● Source document

[Start of Attachment]

Situated on the Southern most tip of the Nicoya Peninsula, Cabo Blanco is a second growth nature reserve created in 1963 by Olof Wessberg and his wife Karen Mogensen. Before this time, most of the land was cleared for agricultural development, mainly grazing land for cattle, and such was the fate for a large part of what is now Cabo Blanco. Devastated by what they saw, this husband-wife duo, with the help of some international organizations, bought this land, replanted native trees and created the first protected area in Costa Rica.
Cabo Blanco is home to San Miguel Biological Station, dedicated to protection, research, and education of the environment and natural world. The area is extremely diverse; it is right on the line between a dry and wet forest, combining the flora and fauna from both. Over 140 species of trees have been identified here, including the Panama Tree with it’s wide (bat-infested) trunk and the amazing Ficus Tree outside park boarders. This tree is actually an award winner; the Instituto Nacional de Biodiversidad named it “Tree of the Year” in 2009. The fauna here includes raccoons, porcupines, deer, coyotes, coatimundis, monkies, and a vast array of birds. We spotted within the park white-nosed coatimundis, howler and white-face (capuchin) monkeys, and too many birds to list. We actually spotted a wood thrush that is also seen back home!

[End of Attachment]

● Saved entries
[Start of Attachment]

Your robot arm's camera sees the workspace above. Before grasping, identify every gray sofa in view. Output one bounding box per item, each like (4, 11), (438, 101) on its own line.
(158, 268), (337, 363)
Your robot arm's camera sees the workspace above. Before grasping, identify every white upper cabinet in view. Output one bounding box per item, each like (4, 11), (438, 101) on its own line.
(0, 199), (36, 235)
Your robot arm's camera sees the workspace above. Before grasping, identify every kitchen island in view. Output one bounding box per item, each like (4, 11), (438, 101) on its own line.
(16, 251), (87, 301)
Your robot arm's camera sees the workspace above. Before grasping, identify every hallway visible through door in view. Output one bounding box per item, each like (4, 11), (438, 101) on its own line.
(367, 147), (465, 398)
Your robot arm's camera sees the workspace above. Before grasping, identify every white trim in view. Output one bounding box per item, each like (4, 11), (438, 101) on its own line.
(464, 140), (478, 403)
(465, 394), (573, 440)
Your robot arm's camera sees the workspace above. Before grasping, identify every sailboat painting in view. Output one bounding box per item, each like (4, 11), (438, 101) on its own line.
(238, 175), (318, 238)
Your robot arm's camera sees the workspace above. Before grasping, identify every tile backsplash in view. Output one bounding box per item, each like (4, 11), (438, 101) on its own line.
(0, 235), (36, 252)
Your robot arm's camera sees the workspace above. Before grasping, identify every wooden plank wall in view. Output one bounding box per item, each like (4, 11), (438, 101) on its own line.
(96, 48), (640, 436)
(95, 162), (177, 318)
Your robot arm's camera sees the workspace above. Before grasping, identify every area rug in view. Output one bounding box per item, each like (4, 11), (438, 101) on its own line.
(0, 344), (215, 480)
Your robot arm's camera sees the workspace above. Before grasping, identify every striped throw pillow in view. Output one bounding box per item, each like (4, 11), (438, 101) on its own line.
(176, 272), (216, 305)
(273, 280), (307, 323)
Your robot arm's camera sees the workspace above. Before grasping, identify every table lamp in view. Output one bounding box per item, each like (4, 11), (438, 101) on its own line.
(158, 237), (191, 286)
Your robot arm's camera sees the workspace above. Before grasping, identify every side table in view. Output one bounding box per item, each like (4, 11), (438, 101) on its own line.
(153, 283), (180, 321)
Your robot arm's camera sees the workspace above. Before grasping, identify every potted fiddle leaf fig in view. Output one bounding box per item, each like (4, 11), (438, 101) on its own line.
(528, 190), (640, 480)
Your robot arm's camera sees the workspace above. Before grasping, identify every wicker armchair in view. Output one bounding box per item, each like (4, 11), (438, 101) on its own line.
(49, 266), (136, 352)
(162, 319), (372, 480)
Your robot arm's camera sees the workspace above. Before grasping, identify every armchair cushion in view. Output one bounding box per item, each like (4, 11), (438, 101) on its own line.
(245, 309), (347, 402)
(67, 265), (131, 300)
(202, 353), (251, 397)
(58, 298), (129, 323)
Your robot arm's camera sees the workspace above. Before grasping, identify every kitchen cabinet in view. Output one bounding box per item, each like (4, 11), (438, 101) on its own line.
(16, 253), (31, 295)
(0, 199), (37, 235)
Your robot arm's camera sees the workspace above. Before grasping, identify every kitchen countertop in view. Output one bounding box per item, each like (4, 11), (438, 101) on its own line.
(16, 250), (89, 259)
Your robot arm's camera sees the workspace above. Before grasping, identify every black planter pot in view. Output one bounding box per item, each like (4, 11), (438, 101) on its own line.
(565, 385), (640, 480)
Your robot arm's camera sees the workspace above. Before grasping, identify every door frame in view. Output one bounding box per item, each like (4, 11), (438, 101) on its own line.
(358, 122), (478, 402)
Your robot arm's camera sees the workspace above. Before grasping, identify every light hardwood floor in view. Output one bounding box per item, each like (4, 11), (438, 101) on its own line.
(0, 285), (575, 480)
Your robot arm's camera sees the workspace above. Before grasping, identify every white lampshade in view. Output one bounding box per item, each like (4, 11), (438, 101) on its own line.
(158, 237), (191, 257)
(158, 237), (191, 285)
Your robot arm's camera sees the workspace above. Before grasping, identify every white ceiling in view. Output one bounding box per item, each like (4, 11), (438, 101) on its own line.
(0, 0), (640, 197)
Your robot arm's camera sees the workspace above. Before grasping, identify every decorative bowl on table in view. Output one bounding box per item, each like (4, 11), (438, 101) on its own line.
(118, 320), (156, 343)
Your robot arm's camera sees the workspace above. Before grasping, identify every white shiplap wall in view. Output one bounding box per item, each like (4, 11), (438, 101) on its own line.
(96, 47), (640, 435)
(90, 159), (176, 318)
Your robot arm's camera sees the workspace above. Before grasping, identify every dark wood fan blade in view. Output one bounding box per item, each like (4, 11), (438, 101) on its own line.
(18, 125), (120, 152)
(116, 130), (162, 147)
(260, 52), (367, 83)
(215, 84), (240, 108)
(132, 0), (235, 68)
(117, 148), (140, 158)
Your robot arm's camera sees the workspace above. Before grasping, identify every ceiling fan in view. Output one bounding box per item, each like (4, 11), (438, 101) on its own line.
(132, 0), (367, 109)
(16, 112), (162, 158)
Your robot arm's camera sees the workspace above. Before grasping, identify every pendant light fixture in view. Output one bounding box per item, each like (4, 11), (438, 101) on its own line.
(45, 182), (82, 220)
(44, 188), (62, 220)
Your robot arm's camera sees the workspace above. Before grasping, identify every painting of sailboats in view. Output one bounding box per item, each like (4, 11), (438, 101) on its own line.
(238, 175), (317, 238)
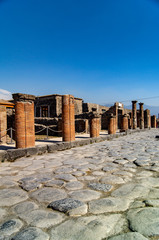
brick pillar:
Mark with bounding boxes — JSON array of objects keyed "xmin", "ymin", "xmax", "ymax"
[
  {"xmin": 108, "ymin": 115, "xmax": 116, "ymax": 134},
  {"xmin": 139, "ymin": 103, "xmax": 144, "ymax": 129},
  {"xmin": 144, "ymin": 109, "xmax": 151, "ymax": 128},
  {"xmin": 151, "ymin": 115, "xmax": 156, "ymax": 128},
  {"xmin": 132, "ymin": 101, "xmax": 137, "ymax": 129},
  {"xmin": 114, "ymin": 103, "xmax": 118, "ymax": 131},
  {"xmin": 62, "ymin": 95, "xmax": 75, "ymax": 142},
  {"xmin": 57, "ymin": 119, "xmax": 62, "ymax": 137},
  {"xmin": 90, "ymin": 113, "xmax": 100, "ymax": 137},
  {"xmin": 84, "ymin": 119, "xmax": 90, "ymax": 133},
  {"xmin": 121, "ymin": 114, "xmax": 128, "ymax": 132},
  {"xmin": 0, "ymin": 105, "xmax": 7, "ymax": 144},
  {"xmin": 13, "ymin": 93, "xmax": 35, "ymax": 148}
]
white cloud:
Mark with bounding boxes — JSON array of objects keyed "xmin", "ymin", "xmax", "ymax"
[{"xmin": 0, "ymin": 89, "xmax": 12, "ymax": 100}]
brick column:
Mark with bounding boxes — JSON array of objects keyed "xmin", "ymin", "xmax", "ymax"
[
  {"xmin": 114, "ymin": 103, "xmax": 118, "ymax": 129},
  {"xmin": 13, "ymin": 93, "xmax": 35, "ymax": 148},
  {"xmin": 144, "ymin": 109, "xmax": 151, "ymax": 128},
  {"xmin": 108, "ymin": 115, "xmax": 116, "ymax": 134},
  {"xmin": 90, "ymin": 113, "xmax": 100, "ymax": 137},
  {"xmin": 132, "ymin": 101, "xmax": 137, "ymax": 129},
  {"xmin": 121, "ymin": 114, "xmax": 128, "ymax": 132},
  {"xmin": 139, "ymin": 103, "xmax": 144, "ymax": 129},
  {"xmin": 62, "ymin": 95, "xmax": 75, "ymax": 142},
  {"xmin": 151, "ymin": 115, "xmax": 156, "ymax": 128},
  {"xmin": 0, "ymin": 105, "xmax": 7, "ymax": 144}
]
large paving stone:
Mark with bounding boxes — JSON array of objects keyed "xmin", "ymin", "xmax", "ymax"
[
  {"xmin": 12, "ymin": 201, "xmax": 38, "ymax": 215},
  {"xmin": 54, "ymin": 174, "xmax": 77, "ymax": 182},
  {"xmin": 17, "ymin": 210, "xmax": 65, "ymax": 228},
  {"xmin": 48, "ymin": 198, "xmax": 87, "ymax": 216},
  {"xmin": 88, "ymin": 183, "xmax": 113, "ymax": 192},
  {"xmin": 44, "ymin": 180, "xmax": 65, "ymax": 187},
  {"xmin": 68, "ymin": 189, "xmax": 101, "ymax": 202},
  {"xmin": 0, "ymin": 189, "xmax": 28, "ymax": 207},
  {"xmin": 50, "ymin": 214, "xmax": 126, "ymax": 240},
  {"xmin": 0, "ymin": 219, "xmax": 23, "ymax": 237},
  {"xmin": 139, "ymin": 176, "xmax": 159, "ymax": 187},
  {"xmin": 30, "ymin": 187, "xmax": 67, "ymax": 203},
  {"xmin": 89, "ymin": 197, "xmax": 131, "ymax": 214},
  {"xmin": 144, "ymin": 199, "xmax": 159, "ymax": 207},
  {"xmin": 65, "ymin": 181, "xmax": 83, "ymax": 191},
  {"xmin": 111, "ymin": 183, "xmax": 149, "ymax": 199},
  {"xmin": 0, "ymin": 208, "xmax": 7, "ymax": 221},
  {"xmin": 12, "ymin": 227, "xmax": 50, "ymax": 240},
  {"xmin": 109, "ymin": 232, "xmax": 148, "ymax": 240},
  {"xmin": 127, "ymin": 207, "xmax": 159, "ymax": 237},
  {"xmin": 100, "ymin": 175, "xmax": 125, "ymax": 184}
]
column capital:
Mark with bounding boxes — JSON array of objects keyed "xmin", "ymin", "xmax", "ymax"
[{"xmin": 12, "ymin": 93, "xmax": 35, "ymax": 102}]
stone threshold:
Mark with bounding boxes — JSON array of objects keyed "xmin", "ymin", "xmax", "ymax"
[{"xmin": 0, "ymin": 128, "xmax": 150, "ymax": 162}]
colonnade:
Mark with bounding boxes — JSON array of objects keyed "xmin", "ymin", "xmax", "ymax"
[{"xmin": 0, "ymin": 93, "xmax": 156, "ymax": 148}]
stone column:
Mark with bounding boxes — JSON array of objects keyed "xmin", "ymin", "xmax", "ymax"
[
  {"xmin": 90, "ymin": 113, "xmax": 100, "ymax": 137},
  {"xmin": 151, "ymin": 115, "xmax": 156, "ymax": 128},
  {"xmin": 0, "ymin": 105, "xmax": 7, "ymax": 144},
  {"xmin": 114, "ymin": 103, "xmax": 118, "ymax": 129},
  {"xmin": 62, "ymin": 95, "xmax": 75, "ymax": 142},
  {"xmin": 144, "ymin": 109, "xmax": 151, "ymax": 128},
  {"xmin": 13, "ymin": 93, "xmax": 35, "ymax": 148},
  {"xmin": 121, "ymin": 114, "xmax": 128, "ymax": 132},
  {"xmin": 132, "ymin": 101, "xmax": 137, "ymax": 129},
  {"xmin": 108, "ymin": 115, "xmax": 116, "ymax": 134},
  {"xmin": 139, "ymin": 103, "xmax": 144, "ymax": 129}
]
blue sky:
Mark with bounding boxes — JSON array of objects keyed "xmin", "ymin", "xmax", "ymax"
[{"xmin": 0, "ymin": 0, "xmax": 159, "ymax": 105}]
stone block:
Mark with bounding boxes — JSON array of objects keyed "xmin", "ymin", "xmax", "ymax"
[
  {"xmin": 0, "ymin": 150, "xmax": 7, "ymax": 162},
  {"xmin": 36, "ymin": 145, "xmax": 47, "ymax": 155},
  {"xmin": 79, "ymin": 138, "xmax": 90, "ymax": 146},
  {"xmin": 7, "ymin": 149, "xmax": 26, "ymax": 162},
  {"xmin": 25, "ymin": 147, "xmax": 38, "ymax": 157},
  {"xmin": 47, "ymin": 143, "xmax": 58, "ymax": 153}
]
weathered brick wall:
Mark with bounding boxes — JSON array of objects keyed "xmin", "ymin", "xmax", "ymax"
[
  {"xmin": 0, "ymin": 106, "xmax": 7, "ymax": 144},
  {"xmin": 35, "ymin": 94, "xmax": 83, "ymax": 118}
]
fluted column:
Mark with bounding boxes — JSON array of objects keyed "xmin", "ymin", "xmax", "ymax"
[
  {"xmin": 132, "ymin": 101, "xmax": 137, "ymax": 129},
  {"xmin": 13, "ymin": 93, "xmax": 35, "ymax": 148},
  {"xmin": 139, "ymin": 103, "xmax": 144, "ymax": 129}
]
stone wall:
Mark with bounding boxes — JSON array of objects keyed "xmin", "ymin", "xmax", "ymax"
[{"xmin": 35, "ymin": 94, "xmax": 83, "ymax": 118}]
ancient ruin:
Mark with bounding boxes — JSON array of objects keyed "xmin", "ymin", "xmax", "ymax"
[{"xmin": 0, "ymin": 93, "xmax": 156, "ymax": 148}]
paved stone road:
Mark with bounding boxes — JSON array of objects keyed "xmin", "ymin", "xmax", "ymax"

[End of Attachment]

● Problem to solve
Please write out the Cabo Blanco text word for word, from "Cabo Blanco is home" to "seen back home!".

● Output for this task
Cabo Blanco is home to San Miguel Biological Station, dedicated to protection, research, and education of the environment and natural world. The area is extremely diverse; it is right on the line between a dry and wet forest, combining the flora and fauna from both. Over 140 species of trees have been identified here, including the Panama Tree with it’s wide (bat-infested) trunk and the amazing Ficus Tree outside park boarders. This tree is actually an award winner; the Instituto Nacional de Biodiversidad named it “Tree of the Year” in 2009. The fauna here includes raccoons, porcupines, deer, coyotes, coatimundis, monkies, and a vast array of birds. We spotted within the park white-nosed coatimundis, howler and white-face (capuchin) monkeys, and too many birds to list. We actually spotted a wood thrush that is also seen back home!